▶ **Recorded information**

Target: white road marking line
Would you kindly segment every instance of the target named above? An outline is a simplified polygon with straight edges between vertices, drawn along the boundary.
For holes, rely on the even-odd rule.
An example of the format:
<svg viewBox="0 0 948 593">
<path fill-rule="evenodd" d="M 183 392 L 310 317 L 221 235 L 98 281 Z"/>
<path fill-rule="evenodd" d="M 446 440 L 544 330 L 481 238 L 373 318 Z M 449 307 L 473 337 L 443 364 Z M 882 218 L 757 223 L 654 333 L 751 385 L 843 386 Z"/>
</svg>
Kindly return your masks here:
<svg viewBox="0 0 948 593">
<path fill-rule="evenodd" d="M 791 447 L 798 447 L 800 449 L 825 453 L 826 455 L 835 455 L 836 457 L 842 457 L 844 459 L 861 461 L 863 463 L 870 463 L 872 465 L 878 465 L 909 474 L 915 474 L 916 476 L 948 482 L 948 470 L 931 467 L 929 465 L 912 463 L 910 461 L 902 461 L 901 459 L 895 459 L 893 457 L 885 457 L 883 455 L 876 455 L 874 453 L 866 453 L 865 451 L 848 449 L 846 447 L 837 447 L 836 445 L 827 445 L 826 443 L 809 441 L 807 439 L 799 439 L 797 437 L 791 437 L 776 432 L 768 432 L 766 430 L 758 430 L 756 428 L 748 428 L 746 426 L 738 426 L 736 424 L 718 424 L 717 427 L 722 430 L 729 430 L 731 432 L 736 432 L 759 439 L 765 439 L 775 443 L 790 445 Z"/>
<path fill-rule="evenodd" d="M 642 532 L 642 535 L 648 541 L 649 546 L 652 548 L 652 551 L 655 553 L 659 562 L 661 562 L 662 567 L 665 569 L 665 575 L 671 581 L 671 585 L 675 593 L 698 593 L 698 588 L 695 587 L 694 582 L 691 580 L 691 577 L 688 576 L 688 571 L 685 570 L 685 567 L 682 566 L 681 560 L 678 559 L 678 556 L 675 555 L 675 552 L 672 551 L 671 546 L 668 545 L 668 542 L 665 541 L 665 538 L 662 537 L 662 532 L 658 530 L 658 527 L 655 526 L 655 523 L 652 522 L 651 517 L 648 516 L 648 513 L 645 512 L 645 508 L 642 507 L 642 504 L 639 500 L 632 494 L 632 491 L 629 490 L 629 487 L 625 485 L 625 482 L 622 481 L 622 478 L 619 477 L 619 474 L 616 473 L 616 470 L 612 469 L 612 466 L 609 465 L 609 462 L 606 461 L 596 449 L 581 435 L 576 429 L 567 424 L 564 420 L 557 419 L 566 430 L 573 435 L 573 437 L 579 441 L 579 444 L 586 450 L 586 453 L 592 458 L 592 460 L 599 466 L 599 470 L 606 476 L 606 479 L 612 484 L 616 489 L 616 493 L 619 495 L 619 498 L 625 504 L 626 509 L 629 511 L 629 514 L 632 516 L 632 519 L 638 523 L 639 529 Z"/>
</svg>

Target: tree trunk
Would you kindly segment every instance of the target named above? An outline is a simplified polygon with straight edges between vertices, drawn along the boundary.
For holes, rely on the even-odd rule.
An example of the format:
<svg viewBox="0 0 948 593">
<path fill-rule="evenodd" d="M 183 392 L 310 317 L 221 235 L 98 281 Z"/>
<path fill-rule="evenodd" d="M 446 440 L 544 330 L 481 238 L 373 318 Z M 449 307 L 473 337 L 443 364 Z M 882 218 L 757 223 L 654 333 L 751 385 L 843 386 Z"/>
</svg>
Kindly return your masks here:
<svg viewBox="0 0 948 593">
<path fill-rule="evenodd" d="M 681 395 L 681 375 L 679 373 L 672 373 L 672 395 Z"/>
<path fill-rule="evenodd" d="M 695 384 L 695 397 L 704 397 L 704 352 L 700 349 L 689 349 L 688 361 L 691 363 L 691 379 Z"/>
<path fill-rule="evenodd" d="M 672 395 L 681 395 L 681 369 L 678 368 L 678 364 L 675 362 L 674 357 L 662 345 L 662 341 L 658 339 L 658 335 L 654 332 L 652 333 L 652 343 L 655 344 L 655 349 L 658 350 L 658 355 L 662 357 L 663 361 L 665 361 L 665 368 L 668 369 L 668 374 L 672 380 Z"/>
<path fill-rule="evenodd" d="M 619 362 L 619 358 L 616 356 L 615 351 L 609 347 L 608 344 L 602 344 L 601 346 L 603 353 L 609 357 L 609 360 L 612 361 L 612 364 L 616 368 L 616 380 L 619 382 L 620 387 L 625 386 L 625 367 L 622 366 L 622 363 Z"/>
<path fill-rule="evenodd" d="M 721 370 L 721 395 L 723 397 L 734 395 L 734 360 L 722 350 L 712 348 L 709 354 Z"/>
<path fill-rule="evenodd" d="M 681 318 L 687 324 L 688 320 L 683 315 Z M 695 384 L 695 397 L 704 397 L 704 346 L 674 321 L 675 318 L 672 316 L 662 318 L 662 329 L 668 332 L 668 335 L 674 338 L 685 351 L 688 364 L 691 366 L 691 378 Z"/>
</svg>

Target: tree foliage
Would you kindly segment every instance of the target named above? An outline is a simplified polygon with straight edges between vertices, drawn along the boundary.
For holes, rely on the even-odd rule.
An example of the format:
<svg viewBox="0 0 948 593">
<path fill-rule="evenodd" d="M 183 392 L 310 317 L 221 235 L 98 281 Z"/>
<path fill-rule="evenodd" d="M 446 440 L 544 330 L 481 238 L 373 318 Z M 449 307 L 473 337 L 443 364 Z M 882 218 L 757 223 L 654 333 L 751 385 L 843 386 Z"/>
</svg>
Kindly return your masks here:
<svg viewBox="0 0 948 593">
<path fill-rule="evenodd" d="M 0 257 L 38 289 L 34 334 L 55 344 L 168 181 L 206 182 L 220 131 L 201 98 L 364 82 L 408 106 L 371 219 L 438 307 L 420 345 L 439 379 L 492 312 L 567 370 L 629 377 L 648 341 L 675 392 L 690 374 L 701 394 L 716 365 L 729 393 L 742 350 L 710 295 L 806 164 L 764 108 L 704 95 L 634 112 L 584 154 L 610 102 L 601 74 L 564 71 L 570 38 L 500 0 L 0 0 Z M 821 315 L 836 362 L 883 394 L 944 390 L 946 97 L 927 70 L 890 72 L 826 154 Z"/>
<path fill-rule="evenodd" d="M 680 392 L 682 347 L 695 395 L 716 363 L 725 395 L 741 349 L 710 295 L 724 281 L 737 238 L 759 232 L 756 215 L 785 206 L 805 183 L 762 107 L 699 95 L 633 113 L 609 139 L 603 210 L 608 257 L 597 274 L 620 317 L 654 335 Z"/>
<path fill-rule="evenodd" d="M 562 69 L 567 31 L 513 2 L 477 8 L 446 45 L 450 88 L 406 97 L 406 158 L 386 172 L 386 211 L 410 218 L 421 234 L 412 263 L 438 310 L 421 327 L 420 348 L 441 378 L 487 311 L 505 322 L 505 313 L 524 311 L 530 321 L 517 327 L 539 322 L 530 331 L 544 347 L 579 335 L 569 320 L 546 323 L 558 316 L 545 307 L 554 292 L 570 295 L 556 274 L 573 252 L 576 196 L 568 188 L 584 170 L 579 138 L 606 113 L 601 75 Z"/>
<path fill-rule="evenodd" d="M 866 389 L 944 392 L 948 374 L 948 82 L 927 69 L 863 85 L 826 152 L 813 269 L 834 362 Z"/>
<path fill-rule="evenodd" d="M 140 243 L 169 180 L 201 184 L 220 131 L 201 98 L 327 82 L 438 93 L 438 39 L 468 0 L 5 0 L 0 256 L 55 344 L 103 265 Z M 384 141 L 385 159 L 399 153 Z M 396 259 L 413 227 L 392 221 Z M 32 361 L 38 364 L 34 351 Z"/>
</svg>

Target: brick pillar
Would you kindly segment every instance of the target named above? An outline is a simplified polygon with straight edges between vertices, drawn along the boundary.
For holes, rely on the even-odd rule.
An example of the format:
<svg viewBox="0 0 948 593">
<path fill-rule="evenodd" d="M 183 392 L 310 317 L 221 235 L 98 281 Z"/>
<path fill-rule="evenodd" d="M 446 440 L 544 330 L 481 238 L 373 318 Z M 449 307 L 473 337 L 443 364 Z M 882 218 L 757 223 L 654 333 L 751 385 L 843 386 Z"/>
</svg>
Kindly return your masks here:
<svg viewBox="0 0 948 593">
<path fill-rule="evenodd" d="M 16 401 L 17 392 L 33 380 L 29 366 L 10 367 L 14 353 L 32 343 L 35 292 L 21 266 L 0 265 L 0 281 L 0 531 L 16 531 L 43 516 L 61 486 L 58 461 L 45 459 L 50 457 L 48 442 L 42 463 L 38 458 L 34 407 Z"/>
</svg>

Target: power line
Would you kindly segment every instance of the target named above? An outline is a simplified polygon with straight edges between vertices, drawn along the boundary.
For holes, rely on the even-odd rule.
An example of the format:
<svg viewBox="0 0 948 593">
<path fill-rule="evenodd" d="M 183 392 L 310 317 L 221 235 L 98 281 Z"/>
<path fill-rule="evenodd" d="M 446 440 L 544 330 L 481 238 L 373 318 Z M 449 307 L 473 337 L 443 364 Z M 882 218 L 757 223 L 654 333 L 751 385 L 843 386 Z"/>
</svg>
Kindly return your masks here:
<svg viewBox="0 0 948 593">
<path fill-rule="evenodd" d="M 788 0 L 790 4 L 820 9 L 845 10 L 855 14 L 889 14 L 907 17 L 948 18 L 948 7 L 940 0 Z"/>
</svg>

▶ **Problem**
With the line containing "Target: power line" as the first and the last line of the data as the final one, copy every line between them exactly, those two included.

▶ **Result of the task**
Target: power line
Would you kindly segment every instance of the target named above? An outline is a simplified polygon with straight edges between vertices, drawn along the boundary.
For holes, rely on the even-odd rule.
An example of the format:
<svg viewBox="0 0 948 593">
<path fill-rule="evenodd" d="M 183 392 L 310 317 L 221 235 L 98 281 Z"/>
<path fill-rule="evenodd" d="M 446 440 L 544 330 L 481 238 L 373 318 Z M 449 307 L 473 337 L 443 364 Z M 882 218 L 757 223 L 654 333 L 751 385 L 843 386 Z"/>
</svg>
Kindly return your masks here:
<svg viewBox="0 0 948 593">
<path fill-rule="evenodd" d="M 788 0 L 790 4 L 820 9 L 845 10 L 855 14 L 889 14 L 907 17 L 948 18 L 948 7 L 940 0 Z"/>
</svg>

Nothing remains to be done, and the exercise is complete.